[Pointing dataset excerpts]
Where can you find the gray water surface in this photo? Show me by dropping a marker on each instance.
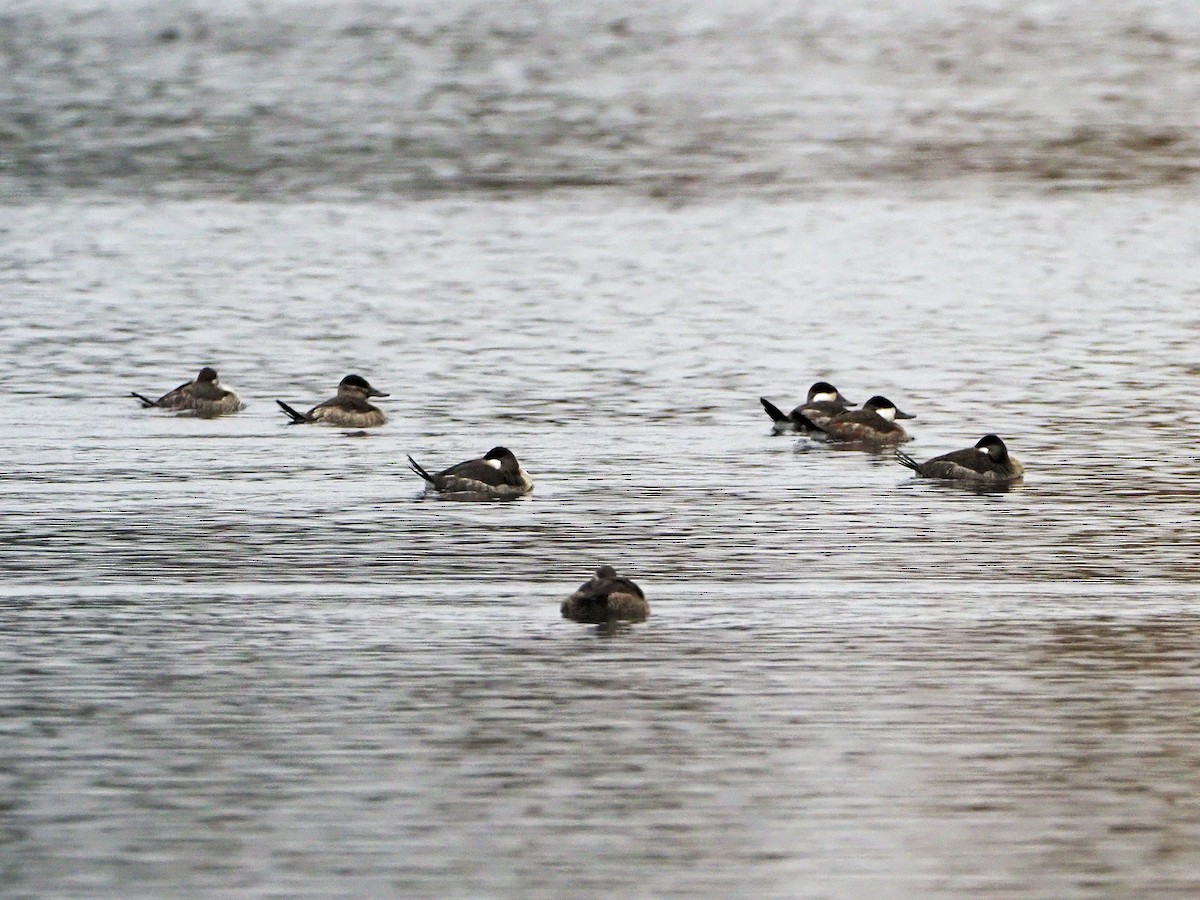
(249, 659)
(244, 659)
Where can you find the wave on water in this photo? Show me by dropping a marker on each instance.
(666, 99)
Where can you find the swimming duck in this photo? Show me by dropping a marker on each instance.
(822, 405)
(874, 425)
(497, 475)
(348, 409)
(606, 598)
(205, 396)
(987, 462)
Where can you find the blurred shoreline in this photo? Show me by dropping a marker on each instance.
(281, 100)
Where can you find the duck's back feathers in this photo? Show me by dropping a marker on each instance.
(606, 598)
(204, 396)
(496, 475)
(988, 461)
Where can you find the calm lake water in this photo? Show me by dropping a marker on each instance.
(244, 659)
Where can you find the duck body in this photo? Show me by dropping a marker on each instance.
(497, 475)
(823, 403)
(988, 462)
(606, 598)
(348, 409)
(873, 426)
(204, 396)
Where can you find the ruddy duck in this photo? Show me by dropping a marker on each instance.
(987, 462)
(497, 475)
(348, 409)
(606, 598)
(205, 396)
(823, 403)
(874, 425)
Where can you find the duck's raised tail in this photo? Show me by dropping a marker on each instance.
(297, 417)
(775, 413)
(417, 467)
(907, 461)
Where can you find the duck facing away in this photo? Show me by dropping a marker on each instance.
(823, 403)
(348, 409)
(496, 475)
(204, 395)
(873, 426)
(606, 598)
(987, 462)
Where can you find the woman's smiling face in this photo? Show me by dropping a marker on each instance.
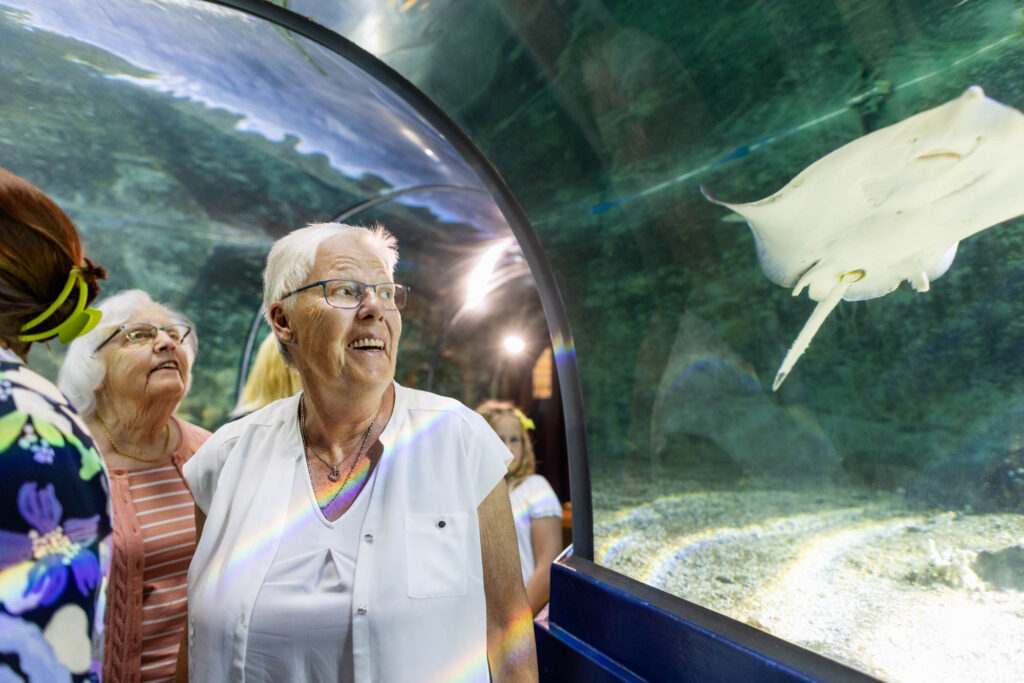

#### Task details
Drop the pictures, then reproduce exactly the lines from the one with "Where can you find the ruddy" through the final line of the listing.

#### Answer to this problem
Where can you find the ruddy duck in this photo? Show me by dropping a marker on each instance.
(987, 462)
(497, 475)
(348, 409)
(606, 598)
(205, 396)
(823, 403)
(874, 425)
Where can you find the duck's raised tail in this photo? Show me by dropping a marker on each instance.
(297, 417)
(775, 413)
(417, 467)
(907, 461)
Where can you find the duck facing away in this photo? Show me by dropping a marker on each instance.
(823, 403)
(348, 409)
(496, 475)
(204, 395)
(873, 426)
(606, 598)
(987, 462)
Where can you find the woman's smiling face in this photo? Show me by dropping a marker on each instance.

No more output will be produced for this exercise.